This skill provides RDKit-based chemoinformatics tools for calculating molecular properties and managing compound libraries. It focuses on descriptor computation, fingerprinting, substructure searching, and ADMET prediction to support prioritization and virtual screening. The implementation is JavaScript-friendly and designed to fit into automated agent workflows for reproducible compound processing.

How this skill works

The skill standardizes input molecules (SMILES/InChI) and computes molecular descriptors and fingerprints using RDKit capabilities. It performs substructure and similarity searches, filters libraries by customizable rules (e.g., drug-likeness), and surfaces ADMET property predictions to rank compounds. Outputs are structured for integration with downstream tasks like docking or dataset export.

When to use it

  • Preparing and standardizing compound libraries before virtual screening
  • Calculating descriptors for QSAR modeling or clustering
  • Performing substructure or fingerprint-based similarity searches
  • Filtering large collections by drug-like or custom property thresholds
  • Prioritizing compounds using ADMET property predictions

Best practices

  • Standardize tautomers, charges, and stereochemistry before computing descriptors
  • Choose descriptor and fingerprint types based on the downstream method (ML, similarity, docking)

== What is required ==
Name every situation the skill description lists under "When to use it."

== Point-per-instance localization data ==
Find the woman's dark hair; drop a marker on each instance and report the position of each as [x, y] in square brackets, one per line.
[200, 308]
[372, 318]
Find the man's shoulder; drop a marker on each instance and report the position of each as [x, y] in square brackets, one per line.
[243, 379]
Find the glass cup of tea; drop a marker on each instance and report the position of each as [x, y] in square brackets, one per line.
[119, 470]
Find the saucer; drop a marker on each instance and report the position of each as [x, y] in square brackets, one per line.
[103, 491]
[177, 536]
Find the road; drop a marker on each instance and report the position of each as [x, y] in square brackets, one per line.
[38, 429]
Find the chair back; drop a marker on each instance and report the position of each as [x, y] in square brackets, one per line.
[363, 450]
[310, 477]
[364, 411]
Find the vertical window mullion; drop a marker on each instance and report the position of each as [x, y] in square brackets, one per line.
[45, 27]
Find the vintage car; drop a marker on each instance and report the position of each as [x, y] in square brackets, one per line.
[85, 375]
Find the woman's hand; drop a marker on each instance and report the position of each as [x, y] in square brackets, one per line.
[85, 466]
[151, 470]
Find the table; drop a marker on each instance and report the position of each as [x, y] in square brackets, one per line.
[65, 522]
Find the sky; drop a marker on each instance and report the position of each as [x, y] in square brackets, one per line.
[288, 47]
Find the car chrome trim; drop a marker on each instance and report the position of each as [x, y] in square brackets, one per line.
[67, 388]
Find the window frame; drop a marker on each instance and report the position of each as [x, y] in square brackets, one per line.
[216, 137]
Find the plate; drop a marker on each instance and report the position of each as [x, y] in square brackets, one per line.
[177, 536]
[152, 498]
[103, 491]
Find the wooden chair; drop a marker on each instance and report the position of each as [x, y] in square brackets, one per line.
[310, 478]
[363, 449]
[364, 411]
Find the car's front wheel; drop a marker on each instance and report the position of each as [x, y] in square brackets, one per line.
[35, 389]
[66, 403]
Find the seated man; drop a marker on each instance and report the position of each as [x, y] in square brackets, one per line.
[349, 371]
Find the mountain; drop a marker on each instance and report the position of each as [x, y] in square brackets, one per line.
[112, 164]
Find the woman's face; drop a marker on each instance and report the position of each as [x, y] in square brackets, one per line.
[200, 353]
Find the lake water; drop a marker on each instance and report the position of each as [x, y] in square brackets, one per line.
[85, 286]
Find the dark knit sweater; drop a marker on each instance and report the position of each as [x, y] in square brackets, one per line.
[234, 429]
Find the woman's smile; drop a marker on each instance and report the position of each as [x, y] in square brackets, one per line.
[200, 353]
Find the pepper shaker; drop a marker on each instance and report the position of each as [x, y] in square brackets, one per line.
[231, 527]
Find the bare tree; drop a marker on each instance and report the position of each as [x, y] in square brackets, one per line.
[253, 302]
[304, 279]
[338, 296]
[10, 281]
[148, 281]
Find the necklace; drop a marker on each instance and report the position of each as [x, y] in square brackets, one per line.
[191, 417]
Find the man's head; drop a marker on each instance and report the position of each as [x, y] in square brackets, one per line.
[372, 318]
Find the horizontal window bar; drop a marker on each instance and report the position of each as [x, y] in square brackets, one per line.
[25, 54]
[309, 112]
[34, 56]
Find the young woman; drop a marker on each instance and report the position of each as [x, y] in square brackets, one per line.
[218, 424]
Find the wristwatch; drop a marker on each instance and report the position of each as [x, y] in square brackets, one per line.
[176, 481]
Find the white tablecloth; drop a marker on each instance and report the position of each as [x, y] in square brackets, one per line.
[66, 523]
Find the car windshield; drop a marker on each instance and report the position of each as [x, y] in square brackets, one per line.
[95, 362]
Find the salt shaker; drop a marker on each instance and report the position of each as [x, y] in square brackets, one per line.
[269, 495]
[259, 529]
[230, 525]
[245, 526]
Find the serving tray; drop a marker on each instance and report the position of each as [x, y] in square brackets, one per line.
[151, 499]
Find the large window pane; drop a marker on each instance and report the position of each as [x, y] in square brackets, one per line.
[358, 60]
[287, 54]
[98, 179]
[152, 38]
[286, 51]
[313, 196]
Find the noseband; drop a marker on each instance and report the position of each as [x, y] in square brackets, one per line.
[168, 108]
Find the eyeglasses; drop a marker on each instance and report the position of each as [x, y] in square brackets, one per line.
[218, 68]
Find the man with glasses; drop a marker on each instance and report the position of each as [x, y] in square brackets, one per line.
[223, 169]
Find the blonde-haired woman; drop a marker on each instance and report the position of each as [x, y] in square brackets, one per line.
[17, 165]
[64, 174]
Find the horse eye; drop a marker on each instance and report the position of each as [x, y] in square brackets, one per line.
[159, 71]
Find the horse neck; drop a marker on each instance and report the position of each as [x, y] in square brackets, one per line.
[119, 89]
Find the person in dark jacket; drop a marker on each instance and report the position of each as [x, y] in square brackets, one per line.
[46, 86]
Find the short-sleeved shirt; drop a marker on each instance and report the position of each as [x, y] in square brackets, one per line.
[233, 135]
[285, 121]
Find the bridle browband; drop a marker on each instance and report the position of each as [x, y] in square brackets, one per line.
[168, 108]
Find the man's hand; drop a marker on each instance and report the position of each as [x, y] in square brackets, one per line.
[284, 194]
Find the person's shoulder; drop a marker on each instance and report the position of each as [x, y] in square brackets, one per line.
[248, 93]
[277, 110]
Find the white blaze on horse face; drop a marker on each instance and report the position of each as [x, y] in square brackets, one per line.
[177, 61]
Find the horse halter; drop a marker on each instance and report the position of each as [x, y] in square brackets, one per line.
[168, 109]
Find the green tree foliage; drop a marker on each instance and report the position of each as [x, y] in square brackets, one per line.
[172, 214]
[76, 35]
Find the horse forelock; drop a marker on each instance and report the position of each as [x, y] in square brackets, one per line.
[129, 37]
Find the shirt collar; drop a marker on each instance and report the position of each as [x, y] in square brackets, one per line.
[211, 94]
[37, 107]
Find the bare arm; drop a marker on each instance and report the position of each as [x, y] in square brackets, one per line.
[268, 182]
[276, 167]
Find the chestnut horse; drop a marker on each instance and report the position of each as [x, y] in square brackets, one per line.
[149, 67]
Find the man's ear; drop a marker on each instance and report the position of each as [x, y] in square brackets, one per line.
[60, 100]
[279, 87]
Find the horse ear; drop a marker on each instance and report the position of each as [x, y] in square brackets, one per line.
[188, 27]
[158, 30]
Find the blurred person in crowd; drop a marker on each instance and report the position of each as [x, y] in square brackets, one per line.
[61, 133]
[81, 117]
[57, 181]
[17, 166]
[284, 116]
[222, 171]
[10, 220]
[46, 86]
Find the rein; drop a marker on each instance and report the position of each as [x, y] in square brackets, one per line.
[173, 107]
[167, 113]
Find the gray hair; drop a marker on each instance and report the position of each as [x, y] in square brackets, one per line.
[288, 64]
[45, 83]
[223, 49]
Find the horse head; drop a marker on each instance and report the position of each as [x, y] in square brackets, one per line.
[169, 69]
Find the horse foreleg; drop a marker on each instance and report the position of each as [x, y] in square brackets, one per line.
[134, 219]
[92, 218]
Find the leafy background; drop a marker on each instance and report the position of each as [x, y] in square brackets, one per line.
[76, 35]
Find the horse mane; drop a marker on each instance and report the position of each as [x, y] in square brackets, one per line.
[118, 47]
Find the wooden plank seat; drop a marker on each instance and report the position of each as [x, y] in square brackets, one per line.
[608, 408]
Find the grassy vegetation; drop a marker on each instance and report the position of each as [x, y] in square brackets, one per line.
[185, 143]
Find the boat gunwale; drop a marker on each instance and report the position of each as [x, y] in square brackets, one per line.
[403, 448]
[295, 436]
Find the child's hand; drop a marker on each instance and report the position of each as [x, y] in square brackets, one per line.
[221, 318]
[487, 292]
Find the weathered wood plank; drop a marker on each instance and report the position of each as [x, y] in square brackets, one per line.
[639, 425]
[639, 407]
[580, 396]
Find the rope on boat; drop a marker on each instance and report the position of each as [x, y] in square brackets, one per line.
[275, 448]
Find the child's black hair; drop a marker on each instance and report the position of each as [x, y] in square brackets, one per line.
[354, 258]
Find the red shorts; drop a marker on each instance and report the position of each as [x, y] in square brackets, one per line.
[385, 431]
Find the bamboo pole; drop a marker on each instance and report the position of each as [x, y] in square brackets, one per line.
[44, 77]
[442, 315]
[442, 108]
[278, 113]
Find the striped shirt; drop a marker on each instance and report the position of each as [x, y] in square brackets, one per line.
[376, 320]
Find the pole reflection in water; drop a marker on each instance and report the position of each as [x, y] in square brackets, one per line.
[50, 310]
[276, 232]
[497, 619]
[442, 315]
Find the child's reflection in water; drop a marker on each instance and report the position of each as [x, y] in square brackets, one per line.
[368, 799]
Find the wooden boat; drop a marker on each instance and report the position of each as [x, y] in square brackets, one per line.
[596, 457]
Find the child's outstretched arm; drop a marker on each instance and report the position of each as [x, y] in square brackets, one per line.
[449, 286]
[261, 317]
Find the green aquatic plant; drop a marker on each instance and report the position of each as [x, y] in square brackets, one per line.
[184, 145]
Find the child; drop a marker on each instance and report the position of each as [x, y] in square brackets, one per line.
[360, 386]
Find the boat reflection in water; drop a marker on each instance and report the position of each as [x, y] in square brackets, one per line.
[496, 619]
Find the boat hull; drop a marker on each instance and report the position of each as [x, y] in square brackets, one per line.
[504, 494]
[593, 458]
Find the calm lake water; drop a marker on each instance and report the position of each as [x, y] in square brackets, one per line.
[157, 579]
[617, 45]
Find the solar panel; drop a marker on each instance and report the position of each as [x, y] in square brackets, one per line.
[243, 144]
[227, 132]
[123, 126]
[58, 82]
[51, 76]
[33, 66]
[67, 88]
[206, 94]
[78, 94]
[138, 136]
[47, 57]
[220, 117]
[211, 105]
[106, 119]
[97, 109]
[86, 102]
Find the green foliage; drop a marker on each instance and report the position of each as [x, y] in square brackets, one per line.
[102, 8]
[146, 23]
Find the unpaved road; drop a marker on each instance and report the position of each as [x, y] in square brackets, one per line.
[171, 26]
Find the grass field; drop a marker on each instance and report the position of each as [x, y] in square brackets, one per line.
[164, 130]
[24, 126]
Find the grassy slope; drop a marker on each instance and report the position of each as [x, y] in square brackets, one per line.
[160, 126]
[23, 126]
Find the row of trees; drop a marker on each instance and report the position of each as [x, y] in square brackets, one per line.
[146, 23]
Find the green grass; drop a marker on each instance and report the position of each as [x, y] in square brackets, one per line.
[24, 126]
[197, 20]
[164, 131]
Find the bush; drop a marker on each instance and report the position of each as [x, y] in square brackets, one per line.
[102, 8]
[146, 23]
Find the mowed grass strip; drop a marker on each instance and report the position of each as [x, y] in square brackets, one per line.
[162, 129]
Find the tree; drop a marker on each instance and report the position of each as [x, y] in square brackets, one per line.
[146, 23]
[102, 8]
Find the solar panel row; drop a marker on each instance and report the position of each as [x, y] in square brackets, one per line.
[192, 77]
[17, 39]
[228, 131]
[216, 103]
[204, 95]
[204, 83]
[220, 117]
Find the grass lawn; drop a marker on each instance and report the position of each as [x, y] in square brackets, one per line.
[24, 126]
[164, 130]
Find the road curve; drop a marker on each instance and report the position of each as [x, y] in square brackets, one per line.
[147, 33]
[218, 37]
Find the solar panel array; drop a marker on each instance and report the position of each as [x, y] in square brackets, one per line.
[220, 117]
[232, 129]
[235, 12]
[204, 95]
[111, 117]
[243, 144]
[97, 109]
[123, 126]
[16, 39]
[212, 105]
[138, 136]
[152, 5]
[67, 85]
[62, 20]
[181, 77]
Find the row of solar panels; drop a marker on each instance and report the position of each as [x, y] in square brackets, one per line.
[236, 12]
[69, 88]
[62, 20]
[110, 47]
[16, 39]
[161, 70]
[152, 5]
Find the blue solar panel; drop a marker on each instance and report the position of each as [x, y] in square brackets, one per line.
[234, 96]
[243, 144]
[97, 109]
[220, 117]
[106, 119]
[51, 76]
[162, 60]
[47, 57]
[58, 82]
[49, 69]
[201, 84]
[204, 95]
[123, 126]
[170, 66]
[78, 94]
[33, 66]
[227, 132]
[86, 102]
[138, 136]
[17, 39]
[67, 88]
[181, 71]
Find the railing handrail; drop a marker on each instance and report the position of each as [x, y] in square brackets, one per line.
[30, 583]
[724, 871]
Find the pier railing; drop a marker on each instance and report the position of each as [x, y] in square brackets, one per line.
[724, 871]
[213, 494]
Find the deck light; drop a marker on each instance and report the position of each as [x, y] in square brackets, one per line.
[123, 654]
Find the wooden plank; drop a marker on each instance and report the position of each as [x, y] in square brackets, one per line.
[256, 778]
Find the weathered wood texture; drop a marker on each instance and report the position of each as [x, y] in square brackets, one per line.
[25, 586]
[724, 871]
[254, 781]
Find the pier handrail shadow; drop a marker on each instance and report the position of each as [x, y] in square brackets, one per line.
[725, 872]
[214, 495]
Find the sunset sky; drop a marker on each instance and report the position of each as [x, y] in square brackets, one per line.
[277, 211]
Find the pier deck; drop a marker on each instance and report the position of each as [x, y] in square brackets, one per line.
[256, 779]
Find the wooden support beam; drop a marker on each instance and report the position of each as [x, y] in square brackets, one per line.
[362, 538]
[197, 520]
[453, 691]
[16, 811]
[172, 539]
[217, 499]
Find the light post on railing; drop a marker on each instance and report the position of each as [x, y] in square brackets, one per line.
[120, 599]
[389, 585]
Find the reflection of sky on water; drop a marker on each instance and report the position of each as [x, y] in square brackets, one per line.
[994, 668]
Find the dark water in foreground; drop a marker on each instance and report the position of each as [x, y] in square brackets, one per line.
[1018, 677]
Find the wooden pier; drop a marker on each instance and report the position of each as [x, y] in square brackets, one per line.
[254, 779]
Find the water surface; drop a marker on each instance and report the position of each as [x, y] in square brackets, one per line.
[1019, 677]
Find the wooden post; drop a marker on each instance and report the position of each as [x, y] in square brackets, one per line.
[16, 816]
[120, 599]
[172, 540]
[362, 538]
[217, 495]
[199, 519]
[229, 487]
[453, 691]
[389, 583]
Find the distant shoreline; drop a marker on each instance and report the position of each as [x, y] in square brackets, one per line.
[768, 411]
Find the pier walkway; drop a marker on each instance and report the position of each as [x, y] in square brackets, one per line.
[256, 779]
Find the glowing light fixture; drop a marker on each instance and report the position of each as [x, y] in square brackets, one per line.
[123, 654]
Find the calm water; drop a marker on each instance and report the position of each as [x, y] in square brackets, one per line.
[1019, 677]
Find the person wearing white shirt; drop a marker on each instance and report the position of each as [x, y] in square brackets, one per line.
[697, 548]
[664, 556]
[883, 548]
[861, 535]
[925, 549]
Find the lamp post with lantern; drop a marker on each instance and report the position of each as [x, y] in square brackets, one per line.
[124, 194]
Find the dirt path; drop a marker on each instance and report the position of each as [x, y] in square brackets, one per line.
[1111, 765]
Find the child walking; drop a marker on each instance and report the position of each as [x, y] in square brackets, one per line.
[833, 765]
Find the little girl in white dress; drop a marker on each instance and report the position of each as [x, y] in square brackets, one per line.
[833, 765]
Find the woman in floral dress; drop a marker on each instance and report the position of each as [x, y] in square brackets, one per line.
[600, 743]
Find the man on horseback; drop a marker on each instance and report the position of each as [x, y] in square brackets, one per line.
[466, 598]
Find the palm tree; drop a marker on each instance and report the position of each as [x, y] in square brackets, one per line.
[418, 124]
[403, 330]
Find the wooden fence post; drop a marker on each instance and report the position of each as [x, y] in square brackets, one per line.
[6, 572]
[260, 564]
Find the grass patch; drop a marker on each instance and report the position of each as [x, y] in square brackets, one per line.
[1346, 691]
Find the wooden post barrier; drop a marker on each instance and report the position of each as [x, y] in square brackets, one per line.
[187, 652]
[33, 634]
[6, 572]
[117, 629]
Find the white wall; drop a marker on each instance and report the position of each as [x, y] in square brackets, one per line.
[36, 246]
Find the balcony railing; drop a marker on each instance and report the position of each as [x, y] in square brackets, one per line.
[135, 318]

== Result of this exercise ==
- Preparing and standardizing compound libraries before virtual screening
- Calculating descriptors for QSAR modeling or clustering
- Performing substructure or fingerprint-based similarity searches
- Filtering large collections by drug-like or custom property thresholds
- Prioritizing compounds using ADMET property predictions